▶ **Requirement**:
Reproduce every row below word for word, and leave the pictures out.

____

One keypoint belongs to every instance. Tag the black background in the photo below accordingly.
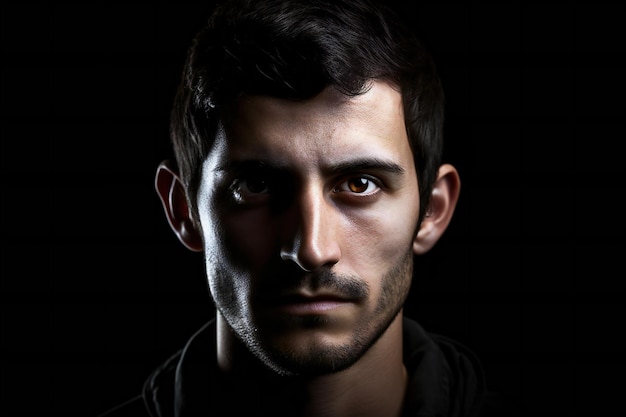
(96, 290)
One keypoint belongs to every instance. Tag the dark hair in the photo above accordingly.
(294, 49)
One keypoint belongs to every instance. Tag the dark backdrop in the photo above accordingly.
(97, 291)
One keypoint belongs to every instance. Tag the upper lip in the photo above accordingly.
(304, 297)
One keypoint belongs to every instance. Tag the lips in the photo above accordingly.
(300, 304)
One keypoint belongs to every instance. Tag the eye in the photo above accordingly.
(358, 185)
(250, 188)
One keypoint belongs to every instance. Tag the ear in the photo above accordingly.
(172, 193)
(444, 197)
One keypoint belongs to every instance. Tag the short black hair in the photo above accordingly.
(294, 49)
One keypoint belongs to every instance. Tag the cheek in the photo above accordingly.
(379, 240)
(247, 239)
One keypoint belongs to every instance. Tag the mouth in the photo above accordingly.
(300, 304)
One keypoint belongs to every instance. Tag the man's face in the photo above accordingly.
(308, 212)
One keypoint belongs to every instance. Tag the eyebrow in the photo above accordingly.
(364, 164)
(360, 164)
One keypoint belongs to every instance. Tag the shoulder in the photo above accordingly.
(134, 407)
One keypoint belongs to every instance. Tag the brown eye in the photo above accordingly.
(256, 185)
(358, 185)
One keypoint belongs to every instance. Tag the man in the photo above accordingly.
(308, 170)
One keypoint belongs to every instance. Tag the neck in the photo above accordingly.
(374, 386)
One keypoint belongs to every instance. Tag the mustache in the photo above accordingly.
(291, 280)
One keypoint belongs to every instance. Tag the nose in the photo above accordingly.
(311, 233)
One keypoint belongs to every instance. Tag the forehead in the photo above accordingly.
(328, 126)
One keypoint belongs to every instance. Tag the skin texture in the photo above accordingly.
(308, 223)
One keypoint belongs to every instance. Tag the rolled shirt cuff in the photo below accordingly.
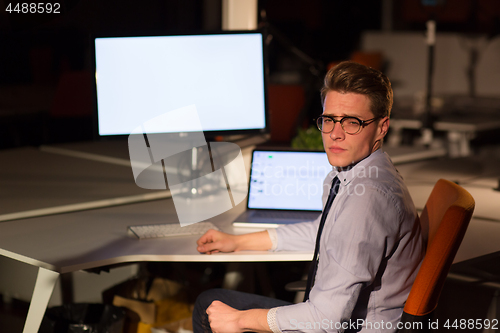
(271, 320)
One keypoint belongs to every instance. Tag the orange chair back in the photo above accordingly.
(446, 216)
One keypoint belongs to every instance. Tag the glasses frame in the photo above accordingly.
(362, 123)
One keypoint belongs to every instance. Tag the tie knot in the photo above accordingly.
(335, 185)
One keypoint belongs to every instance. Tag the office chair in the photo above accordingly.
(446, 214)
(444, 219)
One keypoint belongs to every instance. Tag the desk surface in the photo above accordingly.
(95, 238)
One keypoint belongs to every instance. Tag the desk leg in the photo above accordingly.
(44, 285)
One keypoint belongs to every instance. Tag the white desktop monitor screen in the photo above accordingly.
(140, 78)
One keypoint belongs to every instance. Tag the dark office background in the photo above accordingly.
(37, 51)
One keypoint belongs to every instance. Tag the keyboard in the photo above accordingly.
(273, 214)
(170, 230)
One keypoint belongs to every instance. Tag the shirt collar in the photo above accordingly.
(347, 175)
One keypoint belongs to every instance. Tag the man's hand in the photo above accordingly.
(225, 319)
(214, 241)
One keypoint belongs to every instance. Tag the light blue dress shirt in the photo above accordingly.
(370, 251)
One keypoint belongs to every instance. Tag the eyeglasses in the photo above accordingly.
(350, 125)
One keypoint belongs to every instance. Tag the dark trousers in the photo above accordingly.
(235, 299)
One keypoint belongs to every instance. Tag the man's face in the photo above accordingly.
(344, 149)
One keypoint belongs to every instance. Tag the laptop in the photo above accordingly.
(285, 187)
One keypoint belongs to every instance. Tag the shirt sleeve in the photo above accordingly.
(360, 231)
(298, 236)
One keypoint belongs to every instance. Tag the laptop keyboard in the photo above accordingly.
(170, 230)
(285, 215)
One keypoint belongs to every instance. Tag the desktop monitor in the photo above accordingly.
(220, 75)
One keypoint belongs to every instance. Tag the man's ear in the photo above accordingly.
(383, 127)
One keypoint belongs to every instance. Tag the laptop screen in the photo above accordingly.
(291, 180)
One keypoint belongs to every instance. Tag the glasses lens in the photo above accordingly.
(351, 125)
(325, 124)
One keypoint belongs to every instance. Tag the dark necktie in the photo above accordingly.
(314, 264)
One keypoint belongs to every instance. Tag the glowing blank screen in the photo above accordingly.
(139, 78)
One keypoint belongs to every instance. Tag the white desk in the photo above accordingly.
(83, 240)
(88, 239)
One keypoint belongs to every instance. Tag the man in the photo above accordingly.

____

▶ **Result of this exercise**:
One keypoint belongs to every instance. Tag the black background in the photo below accordingly.
(96, 290)
One keypoint belongs to every instance. Tag the dark hair in the photo above accordingly.
(294, 49)
One keypoint belongs to every instance. Tag the dark backdrop in the photo above accordingly.
(97, 291)
One keypoint belongs to every instance. Tag the upper lip in the photo above accordingly.
(304, 297)
One keypoint belongs to every instance. Tag the lips in the photo above accordingly.
(300, 304)
One keypoint belongs to every instance. Tag the eye in the photo above accordingly.
(358, 185)
(250, 188)
One keypoint belongs to every instance. Tag the ear in the photo above accordingly.
(172, 193)
(444, 197)
One keypoint belongs to every instance. Tag the short black hair in the photo above accordingly.
(294, 49)
One keypoint belongs to every instance. Tag the cheek in the photo above accordingly.
(379, 240)
(247, 239)
One keypoint belongs to every instance. Tag the mouth in the photo above accordingly.
(300, 304)
One keypoint belongs to every instance. Tag the man's face in the photo above accordingly.
(308, 212)
One keypoint belongs to every instance. Tag the eyebrow in the photo above accordingly.
(364, 164)
(360, 164)
One keypoint belongs to every instance. Tag the shoulder in the photo above accordingly.
(134, 407)
One keypoint belongs to every instance. Tag the brown eye in the photo above accordingly.
(256, 185)
(358, 185)
One keypoint belongs to every instance. Tag the man in the photo above accordingly.
(308, 170)
One keypoint belongs to every instance. Tag the neck in the photo above accordingly.
(374, 386)
One keypoint belongs to every instance. Tag the mustache in the photo above accordingly.
(291, 280)
One keypoint belongs to every instance. Tag the nose in the photo above accordingly.
(311, 233)
One keypoint belongs to every instance. Tag the forehead in the photo above accordingly.
(328, 126)
One keypoint belongs to every instance. Tag the skin texture in the photo above accordingly.
(308, 223)
One keypoint belongs to every instance. Tag the rolled shirt cuff in the photo below accordingly.
(271, 320)
One keypoint belongs to every instance. Tag the orange chair back in the photo above accordingly.
(446, 216)
One keypoint belongs to every instance. Tag the glasses frame in the photo above accordingly.
(362, 123)
One keypoint belongs to every instance. Tag the tie knot in the photo above accordingly.
(335, 185)
One keypoint belongs to every instance. Tag the office chair in the photo above accordingly.
(446, 214)
(444, 219)
One keypoint belongs to every instance. Tag the desk surface in the photo above accordingly.
(95, 238)
One keypoint belongs to every instance. Tag the desk leg in the photo above accordingly.
(44, 285)
One keypoint belongs to every instance. Tag the white desktop monitor screen in the photo above accordingly.
(140, 78)
One keypoint belongs to every instance. Tag the dark office background in the photo above accordingly.
(37, 51)
One keypoint belongs to every instance. Tag the keyboard in the photo above accordingly.
(273, 214)
(170, 230)
One keypoint belongs to every instance. Tag the shirt collar in the photo above accordingly.
(347, 175)
One keypoint belongs to every instance. Tag the man's hand in the photo above accordingly.
(225, 319)
(214, 241)
One keypoint belongs to every instance. Tag the light blue dress shirt in the photo above accordingly.
(370, 251)
One keypoint belongs to every instance. Tag the eyeglasses in the photo above accordingly.
(350, 125)
One keypoint belongs to every instance. Tag the dark trousers in the photo above accordingly.
(235, 299)
One keypoint belongs to every instance. Tag the man's face in the photo above accordingly.
(344, 149)
One keypoint belongs to every instance. Tag the laptop in the photo above accordingly.
(285, 187)
One keypoint belongs to every instance. Tag the shirt sleeve in the photo above accordingly.
(360, 231)
(298, 236)
One keypoint belongs to every instance. Tag the laptop keyboard in the photo above accordingly.
(170, 230)
(285, 215)
One keypoint belongs to every instance. Tag the desktop monitor in the photo above accordingly.
(220, 75)
One keypoint belongs to every instance. Tag the man's ear in the photo above accordingly.
(383, 127)
One keypoint belongs to every instance. Tag the laptop screen in the photo above accordingly.
(291, 180)
One keypoint belongs to every instance. Tag the glasses lens in the photo above accordingly.
(351, 125)
(325, 124)
One keypoint belongs to every instance. Tag the dark necktie in the photo above accordingly.
(314, 264)
One keypoint belongs to every instance. Tag the glowing blank screen in the photo above accordingly.
(139, 78)
One keypoint belongs to every instance. Tag the white desk in the photo above accordingly.
(83, 240)
(88, 239)
One keypoint belongs to every instance. Tag the man in the photo above accordingly.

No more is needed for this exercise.